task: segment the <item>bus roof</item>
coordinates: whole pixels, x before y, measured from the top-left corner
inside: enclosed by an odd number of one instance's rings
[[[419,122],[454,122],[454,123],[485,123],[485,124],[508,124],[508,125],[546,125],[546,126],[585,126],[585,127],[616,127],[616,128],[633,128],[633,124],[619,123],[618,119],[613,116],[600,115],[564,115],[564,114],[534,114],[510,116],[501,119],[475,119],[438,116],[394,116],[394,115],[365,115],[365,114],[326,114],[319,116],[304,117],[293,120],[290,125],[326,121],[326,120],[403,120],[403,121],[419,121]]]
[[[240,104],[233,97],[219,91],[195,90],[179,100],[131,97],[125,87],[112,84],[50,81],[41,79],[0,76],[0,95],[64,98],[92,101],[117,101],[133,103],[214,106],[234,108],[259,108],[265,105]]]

·····

* _GOAL_: Reproduce all the items above, swapping "segment" for "outline" and leaving everything else unchanged.

* _FINAL RESULT_:
task: outline the <item>bus roof</item>
coordinates: whole pixels, x before y, measured from the top-left corner
inside: enclosed by an odd number of one instance's rings
[[[419,122],[454,122],[454,123],[485,123],[485,124],[508,124],[508,125],[546,125],[546,126],[585,126],[585,127],[616,127],[616,128],[633,128],[633,124],[619,123],[618,119],[613,116],[600,115],[564,115],[564,114],[534,114],[510,116],[501,119],[475,119],[438,116],[394,116],[394,115],[365,115],[365,114],[326,114],[319,116],[304,117],[293,120],[290,125],[326,121],[326,120],[403,120],[403,121],[419,121]]]
[[[240,104],[233,97],[219,91],[195,90],[179,100],[131,97],[125,87],[112,84],[50,81],[41,79],[0,76],[0,95],[64,98],[92,101],[117,101],[133,103],[214,106],[234,108],[259,108],[265,105]]]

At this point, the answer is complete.